PROVIDED PASSAGE:
The Movement Against Him

Rio de Janeiro, Brazil, September 29, 2018. Large protests of women in Brazil march at Cinelandia, against far-right presidential candidate Jair Bolsonaro, saying #NotHim.

Women in Brazil are mad as hell about Bolsonaro’s rise to popularity and his potential presidency, which has sparked a movement. Ludimilla Teixeira, a 36-year-old black woman from Salvador, created a Facebook group called “Women United Against Bolsonaro” on August 30 and within a few days 2.5 million women joined. Teixeira told The Guardian she created the group in order to coordinate protests against politicians with “misogynist, prejudiced and truly fascist” ideas. In September, Bolsonaro’s supporters hacked the group as well as the group administrators’ personal accounts and emails. Teixeira responded to the digital attacks with a call to protest against Bolsonaro.

On September 29th, thousands of women took to the streets of major Brazilian cities and declared #EleNão (#NotHim). According to organizers, 150,000 people marched in São Paulo alone.

But much like conservative white women still supported Trump even after the whole pussy grabbing tape blew up in the news, there’s been an increase in support for Bolsonaro from women. 


His Opponent: Fernando Haddad

Lula was replaced on the ballot in September by 55-year-old Fernando Haddad after a court barred Lula from running. Former Minister of Education under Lula and Rouseff and former mayor of Sao Paulo, Haddad has an entirely different record with LGBTQ people than Bolsonaro. As Minister of Education, Haddad launched an anti-homophobic bullying initiative in schools that was eventually suspended by Rouseff. On the campaign trail, he pledged to be an ally for LGBTQ people and promised to criminalize homophobia and transphobia. He also plans to roll out a nationwide program like the one he launched in Sao Paulo in 2013 called Transcidadania, which helps transgender people complete their education and professional training.

Haddad currently trails behind Bolsonaro in the polls, 41 percent to 59 percent.


How Brazilian Straddlers Are Affected

Autostraddle commenter Carol Almeida is a lesbian journalist and Ph.D. cinema student who lives in Recife, in the northeast of Brazil. Almeida is concerned for herself and her community with the rise of attacks from far-right Bolsonaro supporters; she says many of her family members don’t see Bolsonaro as a threat to their lives and don’t take his hate speech seriously.

“I can’t hold my girlfriend’s hand in public now, and all of this happened too fast,” Almeida wrote in a comment on Autostraddle. “They want to kill us and although we’ll resist until the very end, it’s truly devastating having this feeling we’re about to enter another war in a continental country where millions and millions of people are voting against their own lives. I don’t wish this to anyone.”

PROVIDED RECORDS:
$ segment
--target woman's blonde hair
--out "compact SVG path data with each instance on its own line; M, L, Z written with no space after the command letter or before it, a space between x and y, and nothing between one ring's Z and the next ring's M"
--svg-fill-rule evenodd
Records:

WORK TASK 1: In the article on the protests against Bolsonaro, reproduce the text from "On September 29th, thousands" to "Bolsonaro from women.".
WORK TASK 2: According to the article on the protests against Bolsonaro, how many people marched in São Paulo alone on September 29th, by the organizers' count?
This material has no connection to the article on the protests against Bolsonaro.

ANSWER SPACE 1:
On September 29th, thousands of women took to the streets of major Brazilian cities and declared #EleNão (#NotHim). According to organizers, 150,000 people marched in São Paulo alone.

But much like conservative white women still supported Trump even after the whole pussy grabbing tape blew up in the news, there’s been an increase in support for Bolsonaro from women.

ANSWER SPACE 2: 150,000 people.